WORK REQUIRED: Please render everything from the start of the items down through the line containing "(1121, 225)" as a two-column CSV with the headers item and answer. Give one row per item, with its text and its answer each in a single quoted field and any line breaks replaced by spaces.

RAW RECORDS:
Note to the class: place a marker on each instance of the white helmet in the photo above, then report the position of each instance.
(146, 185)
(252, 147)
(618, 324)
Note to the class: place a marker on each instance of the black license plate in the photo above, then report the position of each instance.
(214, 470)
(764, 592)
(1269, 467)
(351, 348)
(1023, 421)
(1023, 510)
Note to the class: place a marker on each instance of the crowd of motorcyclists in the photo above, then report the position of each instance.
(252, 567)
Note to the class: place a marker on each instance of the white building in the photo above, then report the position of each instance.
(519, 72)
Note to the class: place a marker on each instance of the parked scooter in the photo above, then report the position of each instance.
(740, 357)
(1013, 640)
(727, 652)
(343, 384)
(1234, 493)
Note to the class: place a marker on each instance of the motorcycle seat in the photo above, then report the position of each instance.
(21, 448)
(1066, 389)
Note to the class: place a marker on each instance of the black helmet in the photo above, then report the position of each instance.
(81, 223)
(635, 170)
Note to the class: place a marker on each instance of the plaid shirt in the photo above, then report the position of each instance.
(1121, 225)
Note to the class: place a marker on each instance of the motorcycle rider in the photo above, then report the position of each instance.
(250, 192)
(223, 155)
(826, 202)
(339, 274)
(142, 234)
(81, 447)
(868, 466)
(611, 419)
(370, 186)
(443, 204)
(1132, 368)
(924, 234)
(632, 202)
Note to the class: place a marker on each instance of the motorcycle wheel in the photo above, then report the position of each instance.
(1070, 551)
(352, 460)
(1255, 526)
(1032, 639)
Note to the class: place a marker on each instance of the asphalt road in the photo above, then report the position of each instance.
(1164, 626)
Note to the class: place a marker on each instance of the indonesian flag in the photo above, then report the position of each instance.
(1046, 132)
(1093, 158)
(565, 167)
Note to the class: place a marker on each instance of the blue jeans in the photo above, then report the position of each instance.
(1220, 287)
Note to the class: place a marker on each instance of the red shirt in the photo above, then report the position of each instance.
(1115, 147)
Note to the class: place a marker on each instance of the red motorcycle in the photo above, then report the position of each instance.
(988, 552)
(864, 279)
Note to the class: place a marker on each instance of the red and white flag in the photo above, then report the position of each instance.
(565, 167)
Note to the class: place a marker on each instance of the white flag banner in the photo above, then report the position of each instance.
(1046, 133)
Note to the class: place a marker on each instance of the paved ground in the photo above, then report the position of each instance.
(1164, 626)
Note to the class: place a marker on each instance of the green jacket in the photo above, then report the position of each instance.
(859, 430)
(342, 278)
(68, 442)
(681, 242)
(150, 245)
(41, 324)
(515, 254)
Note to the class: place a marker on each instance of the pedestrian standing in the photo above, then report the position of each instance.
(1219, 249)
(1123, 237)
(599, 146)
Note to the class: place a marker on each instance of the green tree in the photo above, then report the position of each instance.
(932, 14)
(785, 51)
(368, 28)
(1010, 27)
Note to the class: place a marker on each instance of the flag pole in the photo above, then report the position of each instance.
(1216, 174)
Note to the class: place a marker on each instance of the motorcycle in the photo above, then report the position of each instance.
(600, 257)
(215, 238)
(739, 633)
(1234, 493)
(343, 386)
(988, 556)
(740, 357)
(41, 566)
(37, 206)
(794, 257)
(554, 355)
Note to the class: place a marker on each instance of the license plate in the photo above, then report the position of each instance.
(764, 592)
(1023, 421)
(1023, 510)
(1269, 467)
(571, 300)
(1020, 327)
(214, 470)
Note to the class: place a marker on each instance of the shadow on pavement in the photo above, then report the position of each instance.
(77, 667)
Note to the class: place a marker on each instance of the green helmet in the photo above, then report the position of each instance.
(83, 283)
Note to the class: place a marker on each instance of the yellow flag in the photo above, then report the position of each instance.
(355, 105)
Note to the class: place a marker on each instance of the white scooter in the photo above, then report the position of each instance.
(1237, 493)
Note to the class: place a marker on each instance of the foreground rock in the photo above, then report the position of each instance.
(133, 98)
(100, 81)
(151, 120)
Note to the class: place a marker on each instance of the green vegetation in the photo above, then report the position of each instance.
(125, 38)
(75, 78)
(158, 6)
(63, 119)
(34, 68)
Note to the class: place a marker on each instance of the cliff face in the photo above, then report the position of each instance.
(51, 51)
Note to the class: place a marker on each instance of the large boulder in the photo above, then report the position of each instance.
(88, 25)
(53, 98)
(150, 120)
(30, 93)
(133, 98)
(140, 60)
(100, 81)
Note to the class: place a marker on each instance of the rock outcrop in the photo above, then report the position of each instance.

ANSWER TO THIS TASK:
item,answer
"Note to the class: place a marker on each instance of the white helmet in the photo above, then report the position of each instance.","(146, 185) (252, 147) (618, 324)"
"Note to the class: place a marker on each instance of the black license plate in the photo above, then report the position of each instance.","(214, 470) (764, 592) (1269, 467) (351, 348) (1023, 421) (1023, 510)"
"Note to the class: place a marker on each instance of the crowd of motorcyclists in the photo above, then report the position of each instance.","(252, 567)"
"Note to the class: place a marker on each instance of the white building in the photo above, then report the position of each instance.","(519, 72)"
"Note to the class: place a marker on each instance of the parked scooter in the photo above, then report the position of each instance.","(740, 357) (1013, 640) (727, 652) (343, 384) (1234, 493)"
"Note to the class: place a marker on each instance of the motorcycle seat in the photo above, then report the position of each instance.","(21, 448) (1066, 389)"
"Note to the class: place a marker on each instance of the black helmet in the photo above, then report the position of each instance.","(81, 223) (635, 170)"
"Note to the class: place a marker on each instance of the plaid shirt in the photo above, then report the position of each instance.","(1121, 225)"